'''

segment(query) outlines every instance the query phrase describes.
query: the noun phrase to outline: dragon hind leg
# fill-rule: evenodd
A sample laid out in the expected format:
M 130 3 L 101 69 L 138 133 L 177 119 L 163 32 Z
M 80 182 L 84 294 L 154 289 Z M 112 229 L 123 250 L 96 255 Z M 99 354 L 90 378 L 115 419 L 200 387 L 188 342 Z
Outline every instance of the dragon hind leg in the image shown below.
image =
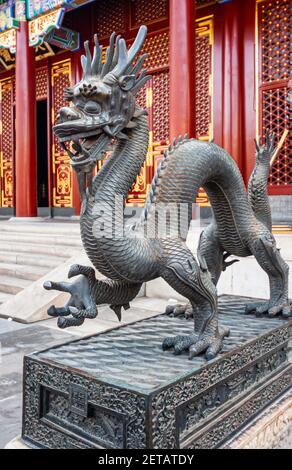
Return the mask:
M 292 316 L 292 305 L 288 299 L 289 267 L 280 255 L 275 239 L 270 233 L 265 234 L 251 247 L 251 251 L 269 277 L 270 299 L 247 305 L 246 313 Z
M 224 253 L 224 249 L 219 240 L 217 227 L 213 221 L 205 230 L 202 231 L 198 252 L 205 259 L 208 271 L 211 275 L 213 284 L 217 285 L 222 271 L 238 260 L 227 261 L 229 253 Z M 166 307 L 165 313 L 171 316 L 184 315 L 187 319 L 194 316 L 193 307 L 190 302 L 187 304 L 171 304 Z
M 194 333 L 187 336 L 165 338 L 162 349 L 174 349 L 174 354 L 189 351 L 189 358 L 205 353 L 213 359 L 223 346 L 223 338 L 229 330 L 219 330 L 217 293 L 212 283 L 206 264 L 198 266 L 191 252 L 180 253 L 179 261 L 175 258 L 167 263 L 162 277 L 177 292 L 189 299 L 194 312 Z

'''

*REQUIRED WORK*.
Format the listing above, from its first line through the line containing "M 292 316 L", as a JSON list of strings with one string per line and blank lines dropped. Leave the pictures out.

*EXERCISE RESULT*.
[
  "segment(query) outlines every instance the query phrase describes.",
  "query: the noun phrase to outline: dragon hind leg",
  "# fill-rule: evenodd",
  "A sample laid out in the expected format:",
  "M 130 3 L 101 69 L 138 133 L 177 119 L 163 32 Z",
  "M 80 182 L 84 294 L 154 289 Z M 112 229 L 123 250 L 96 255 Z M 99 354 L 90 378 L 115 419 L 200 387 L 188 342 Z",
  "Outline every instance of the dragon hind leg in the image shown below.",
  "image =",
  "Return the mask:",
  "M 292 316 L 292 305 L 288 299 L 289 267 L 280 255 L 275 239 L 270 233 L 265 234 L 251 247 L 251 251 L 269 277 L 270 299 L 247 305 L 246 313 Z"
]